• **TEXT BLOCK**:
################
= Hindenburg: The Untold Story =

2007 docudrama

Hindenburg: The Untold Story known in Germany as Das Geheimnis der Hindenburg ("The Secret of the Hindenburg") and Die Hindenburg: die ungeklärte Katastrophe, is a two-hour docudrama about the disaster of the Hindenburg, and the investigation that followed. It aired on May 6, 2007, to commemorate the 70th anniversary of the disaster. It was commissioned by Channel 4, ZDF, and the Smithsonian Networks to be produced by Pioneer Productions. Its original working title was Hindenburg It is also known as Hindenburg: Titanic of the skies (which should not be confused with Titanic of the Sky, a different documentary by Vidicom). The British version is narrated by Malcolm Tierney who plays the role of Hugo Eckener, while John Shrapnel narrates an alternative version which features interviews with survivors.

It provides a reenactment of the Hindenburg disaster using a detailed computer-animated model. The animation was done by Red Vision, which also did the animation for two previous documentaries on the Hindenburg disaster: Hindenburg Disaster: Probable Cause and an episode of Seconds From Disaster. The film mainly focuses on the official investigation of the disaster. The live actions scenes were shot in Poland and later edited by Red Vision.
################
• **INSTRUCTION 1**: Output the text on the Hindenburg docudrama in full, word for word.

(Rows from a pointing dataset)
################
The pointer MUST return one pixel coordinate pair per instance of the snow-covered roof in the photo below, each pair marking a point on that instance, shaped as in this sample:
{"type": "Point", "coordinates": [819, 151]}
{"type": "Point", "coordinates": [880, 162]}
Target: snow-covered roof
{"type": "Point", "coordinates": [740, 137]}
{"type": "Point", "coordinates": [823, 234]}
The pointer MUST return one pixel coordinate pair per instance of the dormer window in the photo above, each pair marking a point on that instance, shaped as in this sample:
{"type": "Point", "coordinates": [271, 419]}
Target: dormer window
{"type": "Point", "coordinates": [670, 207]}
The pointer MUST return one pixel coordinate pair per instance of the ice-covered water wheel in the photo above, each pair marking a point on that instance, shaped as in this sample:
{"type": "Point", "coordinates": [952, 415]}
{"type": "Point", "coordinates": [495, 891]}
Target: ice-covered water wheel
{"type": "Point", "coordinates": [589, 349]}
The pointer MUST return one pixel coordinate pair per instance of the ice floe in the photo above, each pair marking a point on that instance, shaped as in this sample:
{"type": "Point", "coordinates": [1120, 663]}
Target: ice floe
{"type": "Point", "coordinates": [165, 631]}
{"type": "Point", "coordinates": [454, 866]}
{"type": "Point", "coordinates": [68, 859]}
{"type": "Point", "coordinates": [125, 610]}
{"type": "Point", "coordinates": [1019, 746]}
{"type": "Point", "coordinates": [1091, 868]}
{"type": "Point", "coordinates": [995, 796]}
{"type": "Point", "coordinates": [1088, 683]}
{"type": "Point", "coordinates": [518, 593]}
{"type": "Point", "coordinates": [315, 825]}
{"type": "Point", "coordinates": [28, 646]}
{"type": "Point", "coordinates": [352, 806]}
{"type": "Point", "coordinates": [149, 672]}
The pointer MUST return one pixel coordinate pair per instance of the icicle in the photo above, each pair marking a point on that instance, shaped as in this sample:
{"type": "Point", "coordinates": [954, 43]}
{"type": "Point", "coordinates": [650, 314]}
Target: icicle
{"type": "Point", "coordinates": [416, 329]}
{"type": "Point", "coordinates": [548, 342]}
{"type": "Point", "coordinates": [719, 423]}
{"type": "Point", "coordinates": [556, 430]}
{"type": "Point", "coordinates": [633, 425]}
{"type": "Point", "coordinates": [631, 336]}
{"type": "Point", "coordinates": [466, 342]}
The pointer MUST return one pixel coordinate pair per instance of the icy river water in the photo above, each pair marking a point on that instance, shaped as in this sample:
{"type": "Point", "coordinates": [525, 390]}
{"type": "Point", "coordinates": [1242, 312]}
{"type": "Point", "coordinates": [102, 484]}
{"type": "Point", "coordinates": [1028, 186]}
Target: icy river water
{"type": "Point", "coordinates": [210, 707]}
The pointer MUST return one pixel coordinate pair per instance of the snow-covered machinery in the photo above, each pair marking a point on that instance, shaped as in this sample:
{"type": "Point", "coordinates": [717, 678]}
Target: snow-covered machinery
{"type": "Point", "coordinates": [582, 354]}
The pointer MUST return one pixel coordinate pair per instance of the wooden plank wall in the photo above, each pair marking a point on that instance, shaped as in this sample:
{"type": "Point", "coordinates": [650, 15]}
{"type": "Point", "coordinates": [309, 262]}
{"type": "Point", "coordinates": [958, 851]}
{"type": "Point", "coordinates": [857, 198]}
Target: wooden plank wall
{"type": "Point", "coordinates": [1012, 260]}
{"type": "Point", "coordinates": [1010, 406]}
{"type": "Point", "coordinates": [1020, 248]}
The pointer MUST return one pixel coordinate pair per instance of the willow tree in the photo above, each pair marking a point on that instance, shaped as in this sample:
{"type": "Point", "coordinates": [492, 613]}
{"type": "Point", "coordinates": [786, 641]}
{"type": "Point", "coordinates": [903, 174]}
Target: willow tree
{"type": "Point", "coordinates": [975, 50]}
################
• **INSTRUCTION 2**: From the rows, return the lines that run from the line containing "the snow-covered machinery" through the line containing "Target: snow-covered machinery", copied exactly and including both of those lines.

• **RIGHT ANSWER 1**:
= Hindenburg: The Untold Story =

2007 docudrama

Hindenburg: The Untold Story known in Germany as Das Geheimnis der Hindenburg ("The Secret of the Hindenburg") and Die Hindenburg: die ungeklärte Katastrophe, is a two-hour docudrama about the disaster of the Hindenburg, and the investigation that followed. It aired on May 6, 2007, to commemorate the 70th anniversary of the disaster. It was commissioned by Channel 4, ZDF, and the Smithsonian Networks to be produced by Pioneer Productions. Its original working title was Hindenburg It is also known as Hindenburg: Titanic of the skies (which should not be confused with Titanic of the Sky, a different documentary by Vidicom). The British version is narrated by Malcolm Tierney who plays the role of Hugo Eckener, while John Shrapnel narrates an alternative version which features interviews with survivors.

It provides a reenactment of the Hindenburg disaster using a detailed computer-animated model. The animation was done by Red Vision, which also did the animation for two previous documentaries on the Hindenburg disaster: Hindenburg Disaster: Probable Cause and an episode of Seconds From Disaster. The film mainly focuses on the official investigation of the disaster. The live actions scenes were shot in Poland and later edited by Red Vision.

• **RIGHT ANSWER 2**:
The pointer MUST return one pixel coordinate pair per instance of the snow-covered machinery in the photo above, each pair marking a point on that instance, shaped as in this sample:
{"type": "Point", "coordinates": [717, 678]}
Target: snow-covered machinery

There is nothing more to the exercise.